--- START ---
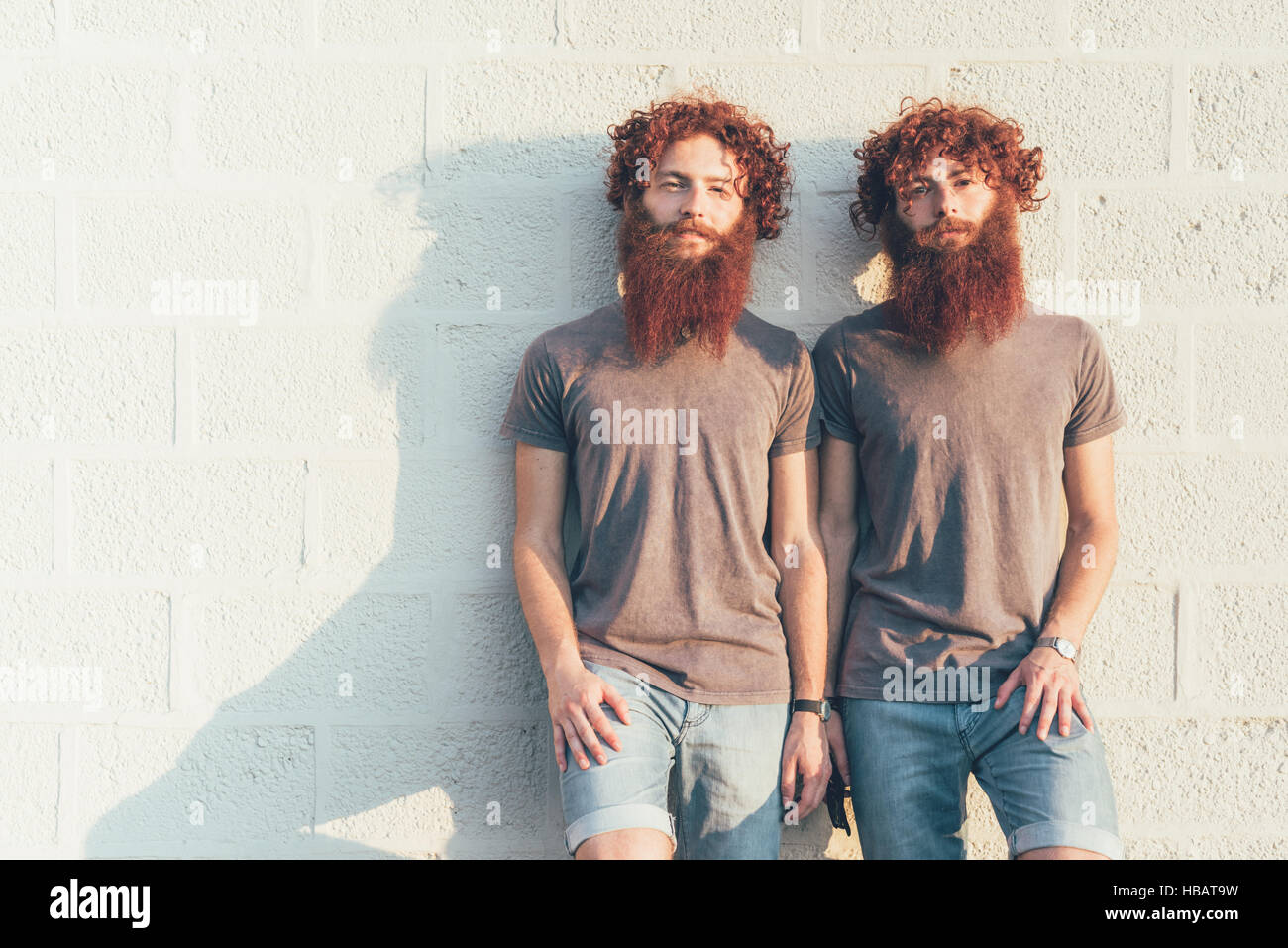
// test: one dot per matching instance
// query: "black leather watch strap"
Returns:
(819, 707)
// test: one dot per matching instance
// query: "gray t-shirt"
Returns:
(670, 462)
(960, 469)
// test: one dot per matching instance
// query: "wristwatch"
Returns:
(1063, 646)
(823, 708)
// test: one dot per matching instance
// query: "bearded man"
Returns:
(686, 423)
(956, 417)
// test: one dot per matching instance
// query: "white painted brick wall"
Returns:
(268, 535)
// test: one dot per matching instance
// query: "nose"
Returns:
(944, 202)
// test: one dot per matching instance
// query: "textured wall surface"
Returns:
(268, 268)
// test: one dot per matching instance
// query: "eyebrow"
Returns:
(953, 171)
(726, 179)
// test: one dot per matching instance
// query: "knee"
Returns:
(626, 844)
(1060, 853)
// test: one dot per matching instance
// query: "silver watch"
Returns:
(1063, 646)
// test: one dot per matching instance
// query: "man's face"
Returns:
(945, 205)
(692, 192)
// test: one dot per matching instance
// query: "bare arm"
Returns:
(1091, 540)
(798, 552)
(575, 691)
(838, 523)
(1090, 552)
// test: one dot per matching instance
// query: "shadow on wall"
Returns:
(404, 715)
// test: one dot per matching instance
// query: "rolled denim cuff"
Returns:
(1063, 833)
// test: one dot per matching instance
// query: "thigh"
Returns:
(909, 772)
(1054, 792)
(629, 791)
(728, 768)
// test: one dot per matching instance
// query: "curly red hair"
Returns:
(974, 137)
(765, 183)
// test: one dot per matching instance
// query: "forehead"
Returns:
(699, 158)
(939, 163)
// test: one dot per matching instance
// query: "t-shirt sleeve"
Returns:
(799, 423)
(1098, 410)
(835, 399)
(536, 404)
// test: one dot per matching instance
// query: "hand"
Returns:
(805, 755)
(1051, 681)
(576, 694)
(836, 741)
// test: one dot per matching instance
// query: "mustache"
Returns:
(688, 227)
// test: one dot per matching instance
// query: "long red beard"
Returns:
(940, 295)
(666, 294)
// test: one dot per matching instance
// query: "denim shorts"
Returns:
(910, 763)
(726, 760)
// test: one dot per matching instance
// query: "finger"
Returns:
(1050, 703)
(815, 789)
(1031, 698)
(613, 698)
(588, 736)
(559, 747)
(842, 759)
(1083, 711)
(787, 785)
(579, 753)
(600, 723)
(1008, 686)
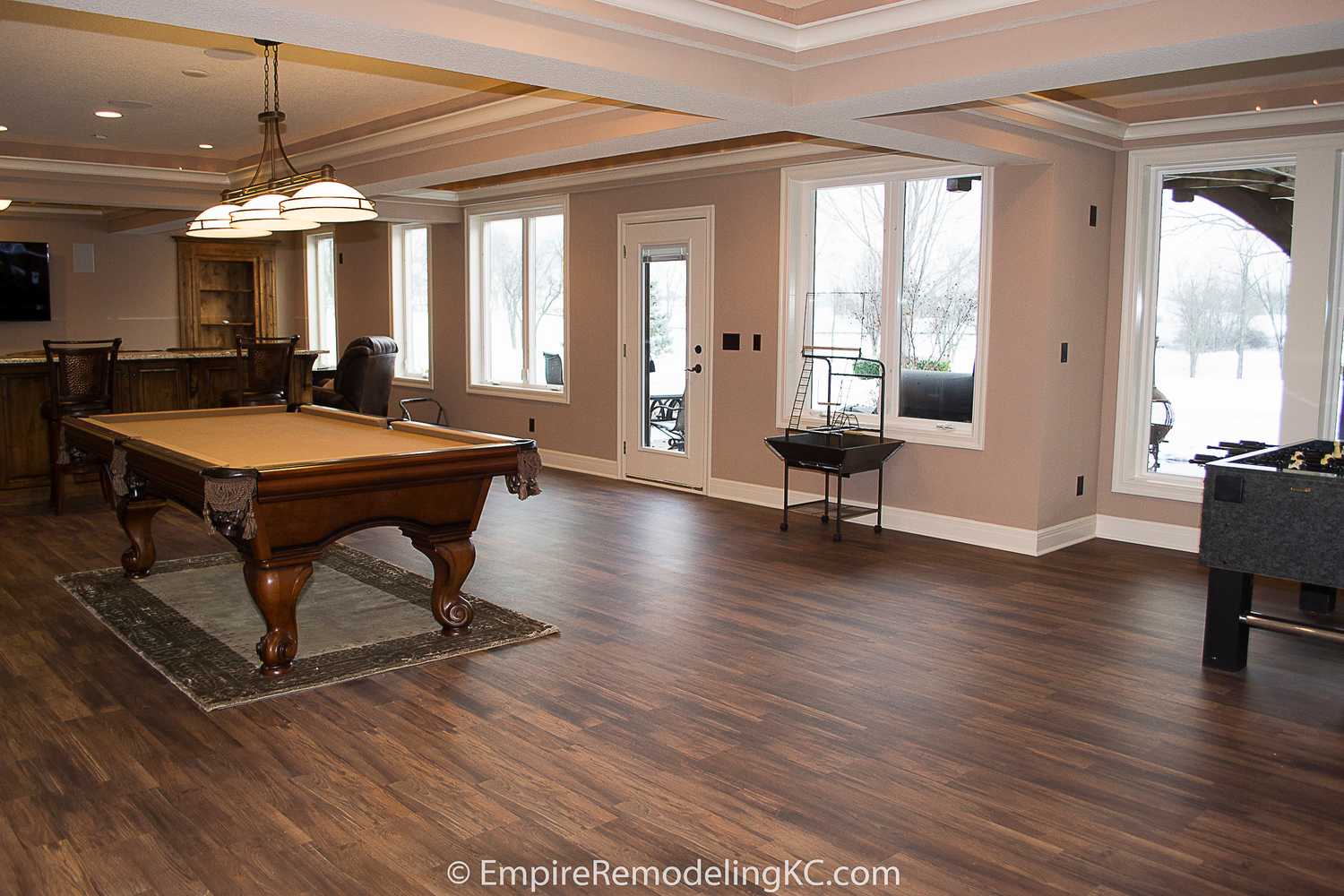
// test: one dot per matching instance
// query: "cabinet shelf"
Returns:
(225, 290)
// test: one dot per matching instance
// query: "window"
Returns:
(322, 297)
(884, 268)
(1228, 263)
(516, 281)
(410, 301)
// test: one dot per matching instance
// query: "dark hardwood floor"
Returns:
(986, 721)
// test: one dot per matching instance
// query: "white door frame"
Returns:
(666, 215)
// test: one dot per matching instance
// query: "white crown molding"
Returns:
(97, 169)
(814, 35)
(51, 211)
(1236, 121)
(1062, 113)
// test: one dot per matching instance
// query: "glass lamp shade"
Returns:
(214, 223)
(328, 202)
(263, 212)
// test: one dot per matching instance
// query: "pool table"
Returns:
(281, 484)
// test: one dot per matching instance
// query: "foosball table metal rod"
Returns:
(1288, 626)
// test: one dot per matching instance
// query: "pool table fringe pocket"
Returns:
(523, 484)
(117, 471)
(228, 501)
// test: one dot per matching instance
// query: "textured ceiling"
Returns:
(58, 67)
(804, 11)
(1293, 80)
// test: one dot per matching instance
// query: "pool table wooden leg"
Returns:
(136, 517)
(276, 590)
(453, 557)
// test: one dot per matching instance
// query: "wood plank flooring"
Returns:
(986, 721)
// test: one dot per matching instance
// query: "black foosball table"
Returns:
(1271, 512)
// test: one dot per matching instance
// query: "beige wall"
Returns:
(132, 292)
(1048, 285)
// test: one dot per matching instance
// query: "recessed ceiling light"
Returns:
(230, 54)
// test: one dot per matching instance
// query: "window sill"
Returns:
(1171, 487)
(965, 438)
(523, 392)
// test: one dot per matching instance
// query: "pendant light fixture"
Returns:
(279, 196)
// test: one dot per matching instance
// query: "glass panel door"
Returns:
(664, 312)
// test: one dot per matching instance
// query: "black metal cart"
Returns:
(841, 445)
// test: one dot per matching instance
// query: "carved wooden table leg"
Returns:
(276, 591)
(136, 517)
(453, 560)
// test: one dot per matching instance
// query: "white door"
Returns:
(666, 351)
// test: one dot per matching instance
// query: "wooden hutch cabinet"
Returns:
(225, 289)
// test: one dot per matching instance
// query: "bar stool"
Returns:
(82, 374)
(263, 371)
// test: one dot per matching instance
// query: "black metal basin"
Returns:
(840, 452)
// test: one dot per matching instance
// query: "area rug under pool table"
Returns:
(195, 622)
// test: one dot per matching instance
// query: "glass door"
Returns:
(666, 352)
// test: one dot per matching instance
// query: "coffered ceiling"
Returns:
(403, 96)
(180, 88)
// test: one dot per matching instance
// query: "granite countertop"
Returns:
(147, 355)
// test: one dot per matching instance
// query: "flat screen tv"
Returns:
(24, 282)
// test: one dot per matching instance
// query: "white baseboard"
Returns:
(935, 525)
(1156, 535)
(581, 463)
(1066, 533)
(951, 528)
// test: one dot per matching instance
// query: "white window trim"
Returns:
(1311, 389)
(473, 218)
(311, 290)
(395, 263)
(797, 185)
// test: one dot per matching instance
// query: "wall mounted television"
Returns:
(24, 282)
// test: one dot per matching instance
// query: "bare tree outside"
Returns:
(1222, 322)
(940, 297)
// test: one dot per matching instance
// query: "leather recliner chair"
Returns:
(363, 379)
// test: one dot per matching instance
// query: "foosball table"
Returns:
(1271, 511)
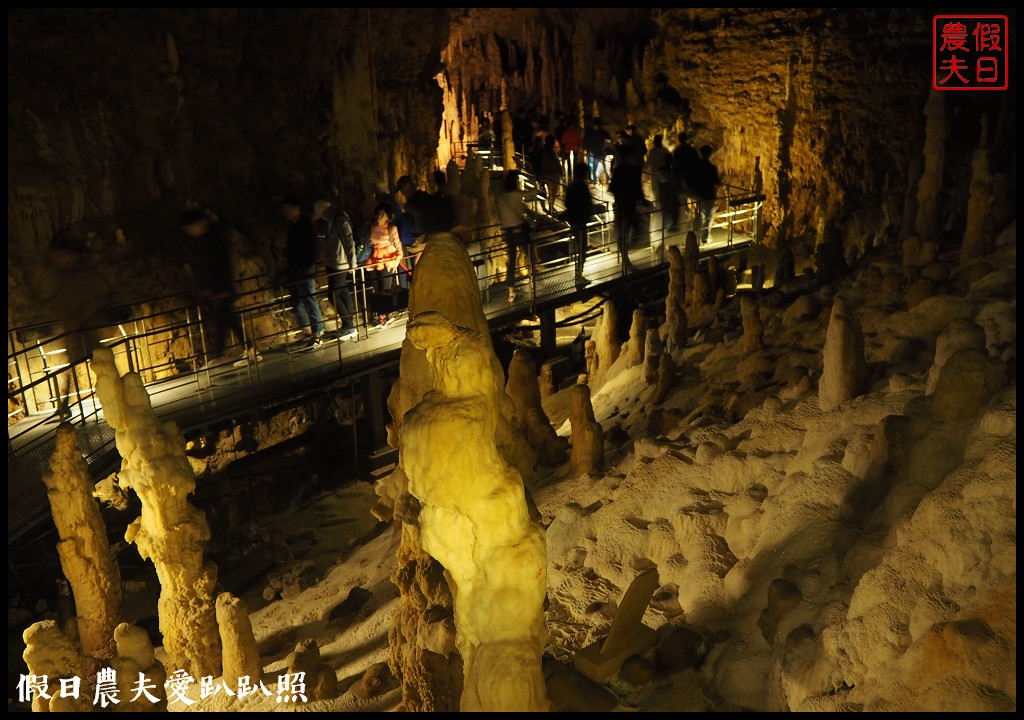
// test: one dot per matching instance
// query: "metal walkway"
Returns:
(226, 392)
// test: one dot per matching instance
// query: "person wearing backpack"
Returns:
(340, 261)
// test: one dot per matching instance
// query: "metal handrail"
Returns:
(549, 250)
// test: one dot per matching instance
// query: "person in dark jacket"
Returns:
(300, 258)
(218, 274)
(579, 212)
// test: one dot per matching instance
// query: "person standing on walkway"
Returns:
(300, 259)
(515, 227)
(663, 181)
(579, 212)
(705, 187)
(595, 141)
(626, 186)
(217, 295)
(339, 259)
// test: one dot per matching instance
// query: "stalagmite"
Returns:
(666, 378)
(524, 390)
(426, 665)
(85, 554)
(321, 679)
(633, 349)
(51, 654)
(170, 532)
(546, 381)
(844, 374)
(928, 224)
(241, 653)
(753, 337)
(961, 334)
(691, 265)
(588, 435)
(136, 665)
(675, 312)
(651, 356)
(607, 346)
(979, 236)
(474, 519)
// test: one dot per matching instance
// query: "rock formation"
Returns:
(844, 374)
(170, 532)
(606, 345)
(241, 653)
(753, 337)
(50, 658)
(321, 680)
(633, 348)
(675, 310)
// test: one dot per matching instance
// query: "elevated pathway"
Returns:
(224, 393)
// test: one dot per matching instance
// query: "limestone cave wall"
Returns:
(118, 119)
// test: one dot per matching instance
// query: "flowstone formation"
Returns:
(85, 554)
(423, 653)
(524, 389)
(474, 519)
(170, 532)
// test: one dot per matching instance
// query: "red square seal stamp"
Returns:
(970, 52)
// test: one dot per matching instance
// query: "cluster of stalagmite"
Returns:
(474, 519)
(438, 470)
(136, 666)
(845, 371)
(85, 554)
(51, 654)
(170, 532)
(675, 311)
(588, 435)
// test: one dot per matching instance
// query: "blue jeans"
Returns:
(340, 284)
(306, 308)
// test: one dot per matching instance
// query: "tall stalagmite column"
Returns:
(979, 236)
(930, 186)
(85, 554)
(170, 532)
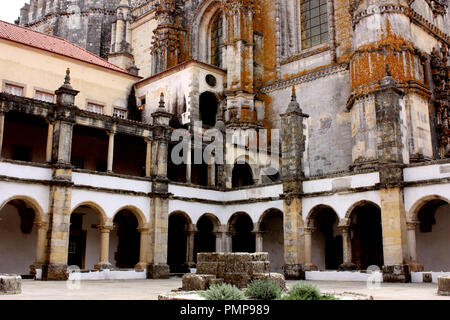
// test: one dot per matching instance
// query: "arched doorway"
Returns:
(366, 236)
(432, 235)
(208, 109)
(205, 240)
(126, 239)
(327, 249)
(18, 236)
(271, 227)
(84, 237)
(177, 243)
(242, 175)
(243, 240)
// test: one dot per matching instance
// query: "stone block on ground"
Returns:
(240, 280)
(10, 284)
(444, 286)
(275, 277)
(207, 267)
(192, 282)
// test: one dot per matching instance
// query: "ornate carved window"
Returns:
(216, 41)
(314, 22)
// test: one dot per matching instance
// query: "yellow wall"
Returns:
(38, 69)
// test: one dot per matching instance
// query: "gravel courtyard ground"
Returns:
(150, 289)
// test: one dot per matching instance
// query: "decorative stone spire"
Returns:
(294, 106)
(65, 95)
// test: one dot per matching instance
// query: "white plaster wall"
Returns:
(17, 250)
(111, 203)
(433, 247)
(24, 171)
(414, 195)
(39, 193)
(356, 181)
(195, 209)
(98, 180)
(437, 171)
(340, 203)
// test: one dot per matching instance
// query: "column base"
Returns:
(36, 266)
(158, 271)
(141, 266)
(294, 271)
(415, 267)
(310, 267)
(347, 266)
(103, 266)
(397, 273)
(55, 272)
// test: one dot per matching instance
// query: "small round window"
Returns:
--- END ---
> ABOUT THIS TASK: In the material above, find the lines that contain "metal" and show them.

> WRITTEN RESPONSE:
// query: "foosball table metal rod"
// query: "black metal cart"
// query: "black metal basin"
// query: "metal walkway"
// query: "metal handrail"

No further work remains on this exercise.